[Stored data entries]
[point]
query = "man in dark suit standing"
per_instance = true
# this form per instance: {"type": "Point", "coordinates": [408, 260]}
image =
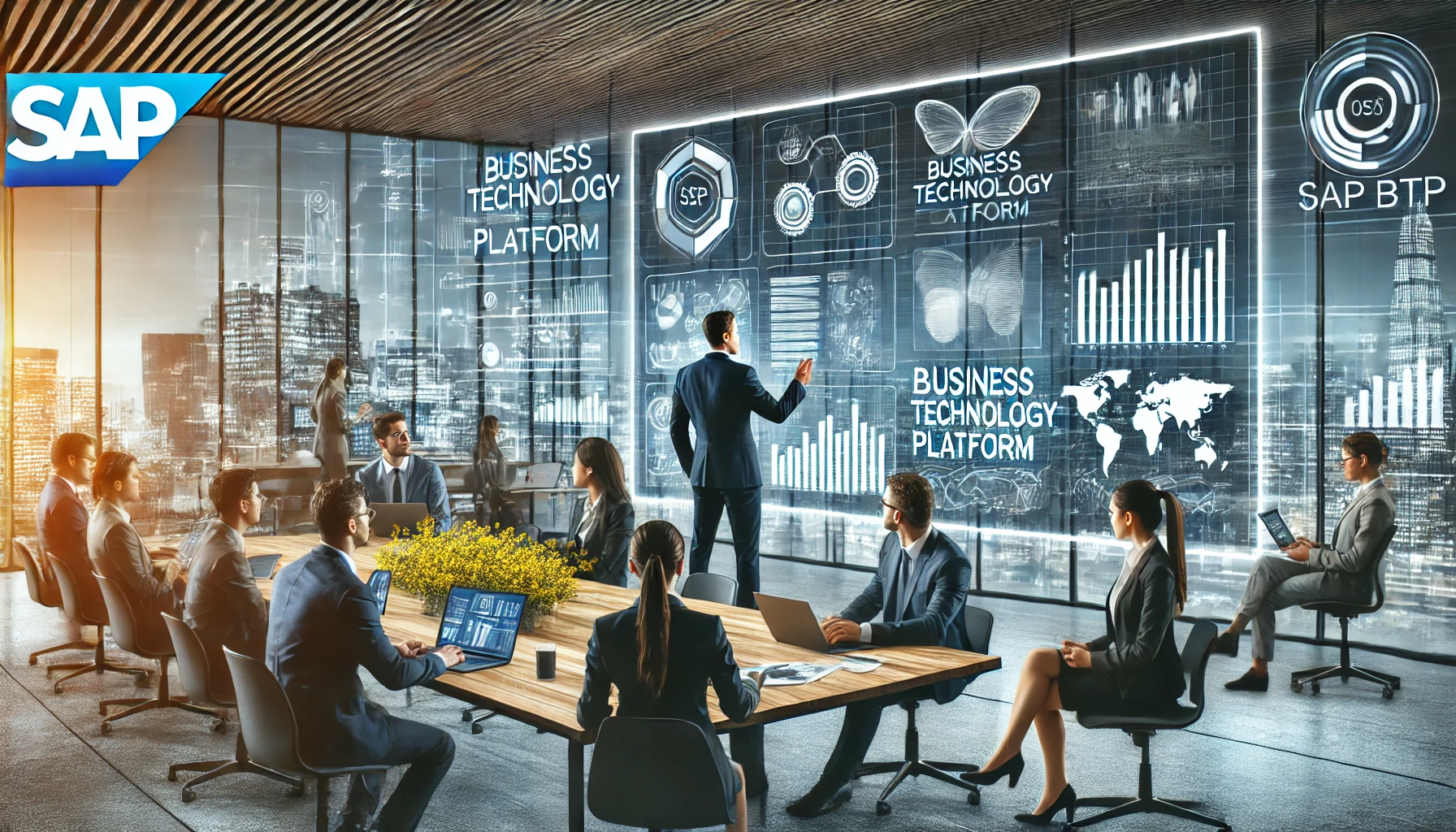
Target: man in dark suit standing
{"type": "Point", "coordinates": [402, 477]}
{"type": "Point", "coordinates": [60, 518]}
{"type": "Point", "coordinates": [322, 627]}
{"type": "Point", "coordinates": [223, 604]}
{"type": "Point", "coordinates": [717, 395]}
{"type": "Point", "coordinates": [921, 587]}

--

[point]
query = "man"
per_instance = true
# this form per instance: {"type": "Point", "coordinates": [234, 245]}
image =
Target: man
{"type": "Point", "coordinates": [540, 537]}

> [YOUR INSTRUCTIONS]: For the string "query", count the lines of the entries above that include it; answer with the number only.

> [EXERCISE RESULT]: 2